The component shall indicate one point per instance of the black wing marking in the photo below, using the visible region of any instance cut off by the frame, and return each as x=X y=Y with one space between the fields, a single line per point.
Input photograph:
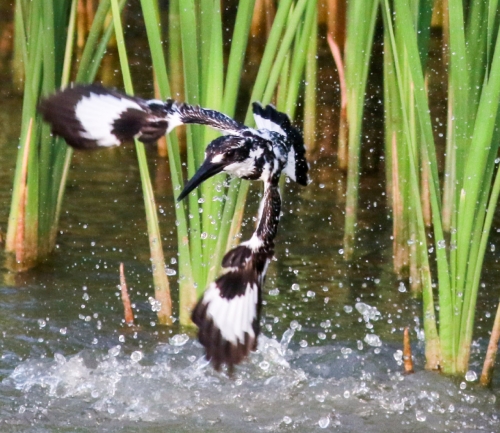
x=270 y=119
x=183 y=113
x=91 y=116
▬▬▬▬▬▬
O que fazer: Você pode reescalar as entradas acima? Reproduza todas as linhas, com os pedidos, multiplicando por 1,55 cada coordenada x e y das respostas e arredondando para inteiros, com metades para cima, e deixe as imagens fora da resposta.

Resposta:
The component shall indicate one point per instance of the black wing marking in the photo below, using the visible region of any instance cut off by the frame, and return each as x=X y=Y with one space between the fields, a single line per point.
Input photograph:
x=419 y=184
x=284 y=175
x=141 y=180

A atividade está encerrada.